Çalışma Yönergeleri:
1. Çiftlik anısına göre köşk 1945 ile 1975 yılları arasında ne olarak kullanılmış?
2. Çiftlik anısının devamını son cümleden sonrasından başlayarak yazın.

Metin Alıntısı:
════════════════

Anı-Öykü
ANADOLU LİSESİ
ÇEVRESİ KIRLIĞI
1962… Uzun Hafız Sokağı’nın
tren yolu köprüsü üzerinde arkadaşım Özkan’a rastlıyorum. Elinde bir adet Pepsi
Cola ile Ayrılık Çeşmesi Mezarlığı istikametine gidiyor. ‘Nereye?’ diye soruyorum.
Elindeki şişeyi gösteriyor ve ‘Çiftlik tarafına. Şunu içeceğim.’ Diyor. Hem
gülüyorum hem de ‘Helal olsun keyfine’
diyorum.
Bu kısa bilgiyi açayım şimdi.
O yılları yaşamayanlar bir şey anlamamışlardır zira.
1962 yılına kadar ülkemizde
sadece yerli üretim gazoz içilirdi. O yıl yabancı bir marka olan Pepsi Cola
gelmişti. Siyaha yakın koyu renkli bu içecek çok tutulmuş, çok içilir olmuştu.
Özkan da böyle bir içeceği almış hakkını vererek içmek istemişti belli ki. Bu
sebepten kırlık bir yerde oturup keyfini çıkarmayı düşünmüş ve Çiftlik’e
gitmeyi planlamıştı. Pekiyi Çiftlik neresi?
1900’lerin başında Padişah 5.
Mehmed Reşad eşi Kamiramis Hanım için
Kadıköy’de köşk yaptırır. Ancak O burayı beğenmez ve oğlu Şehzade Ziyaeddin’ine
verir. Daha sonra sahip değişir Sokullu Köşkü olur. Onlardan Erdem ailesi satın
alır. 1945 yılından 1975 yılına kadar Özel Anadolu Lisesi olarak kullanılır.
Bu köşk 320 Dönümlük arazinin
içine inşa edilmiştir. Binanın çevresindeki altı dönüme yakın bahçe yüksek
duvarlarla çevrilidir. Arazi çiftlik olarak kullanılmış. Bu sebepten yıllar
sonra bile artık sadece kırlık olan alan çiftlik adıyla anılmıştır. Kaba
tarifle İbrahimağa’dan Acıbadem’e, Sarayardı Caddesi’nden E-5 Karayoluna kadar büyük
bir çayırdır burası.
Bazı alanları futbol sahası,
bazı alanlarıysa bostanlık olarak kullanılıyordu. Ama büyük bir bölümü
kırlıktı. Bahar aylarında okullar öğrencilerini getirirdi. Tabii ki sevgililer
de burayı keyifle kullanırdı. Ailelerin kıra gitmeleri ise sık rastlanılan bir
durumdu.
O yıllarda Kıra Gitmek denirdi.

════════════════

Veriler:
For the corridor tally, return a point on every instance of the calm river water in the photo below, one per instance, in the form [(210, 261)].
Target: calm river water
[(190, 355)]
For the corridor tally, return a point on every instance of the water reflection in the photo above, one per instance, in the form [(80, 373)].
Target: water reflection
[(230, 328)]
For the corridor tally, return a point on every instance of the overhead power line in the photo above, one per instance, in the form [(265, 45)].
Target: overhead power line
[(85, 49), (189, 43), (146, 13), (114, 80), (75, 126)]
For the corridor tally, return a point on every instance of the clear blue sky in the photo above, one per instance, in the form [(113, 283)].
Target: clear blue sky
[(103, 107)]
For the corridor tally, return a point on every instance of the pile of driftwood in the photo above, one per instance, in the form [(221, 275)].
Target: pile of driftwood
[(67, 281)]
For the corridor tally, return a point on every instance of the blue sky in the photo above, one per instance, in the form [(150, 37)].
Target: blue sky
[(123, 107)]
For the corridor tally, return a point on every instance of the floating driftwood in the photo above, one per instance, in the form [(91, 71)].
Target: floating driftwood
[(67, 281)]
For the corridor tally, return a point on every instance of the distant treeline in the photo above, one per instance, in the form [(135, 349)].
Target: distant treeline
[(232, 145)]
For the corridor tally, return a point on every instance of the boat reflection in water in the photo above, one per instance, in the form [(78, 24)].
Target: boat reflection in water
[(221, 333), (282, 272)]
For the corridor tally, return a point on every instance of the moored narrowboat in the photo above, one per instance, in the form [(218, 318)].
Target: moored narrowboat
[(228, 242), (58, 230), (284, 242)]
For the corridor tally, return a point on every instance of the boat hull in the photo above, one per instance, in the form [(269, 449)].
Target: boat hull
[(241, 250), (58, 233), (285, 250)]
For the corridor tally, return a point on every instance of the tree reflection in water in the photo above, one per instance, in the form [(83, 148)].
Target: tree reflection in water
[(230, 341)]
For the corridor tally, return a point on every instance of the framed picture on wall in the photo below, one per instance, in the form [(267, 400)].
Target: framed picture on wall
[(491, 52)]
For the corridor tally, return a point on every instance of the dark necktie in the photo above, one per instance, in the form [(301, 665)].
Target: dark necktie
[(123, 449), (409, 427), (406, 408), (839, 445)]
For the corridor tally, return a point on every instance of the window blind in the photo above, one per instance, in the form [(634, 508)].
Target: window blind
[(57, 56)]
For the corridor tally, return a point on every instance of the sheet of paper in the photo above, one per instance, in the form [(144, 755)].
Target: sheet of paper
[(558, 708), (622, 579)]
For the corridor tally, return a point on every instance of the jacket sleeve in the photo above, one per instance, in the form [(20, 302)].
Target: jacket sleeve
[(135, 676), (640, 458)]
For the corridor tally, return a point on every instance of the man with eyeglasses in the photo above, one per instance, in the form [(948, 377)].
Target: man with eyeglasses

════════════════

Görev Çıktıları:
1. Özel Anadolu Lisesi olarak.

2.
Mangal filan yapılmazdı. Evde hazırlanan yaprak dolma, haşlanmış yumurta,
domates, salatalık filan olurdu. Bir de kuru köfte yapılırdı da onun esas adını
yazmayayım. Uzak yerlere konu-komşu kamyona doluşarak gider, yakınlara ise elde
taşınan malzemelerle yürüyerek gidilirdi. Kırlık alana kilimler serilir,
yemekler yenir, sohbetler yapılır ve tabii sonunda da oyunlar oynanırdı.
Kovalamaca, mendil kapmaca,
saklambaç derken ortaya top çıkarılır ve voleybol oynanırdı. Voleybolu hanımlar
çok severdi. Müsabaka değil tabii. Çember olup voleybol kuralıyla topu
birbirlerine aktarmak şeklinde... Laf aramızda böyle oyun müsabakadan daha
keyiflidir.
10 Ağustos 1961… Özel Anadolu Lisesi’nin E-5 tarafındaki bahçe duvarının ön kısmında çekilmiş bir fotoğraf. Kuzular, çocuklar, voleybol oynayan hanımlar.. Çevrede ahlat yani yabani armut ağaçları var. Ama en önemlisi huzur var…
2024 yılındayız. 320 dönüm
arazinin içinde AVM dâhil her çeşit bina var. Özel Anadolu Lisesi yani ilk
adıyla Şehzade Ziyaeddin sonraki adıyla Sokullu Köşkü görülmüyor bile.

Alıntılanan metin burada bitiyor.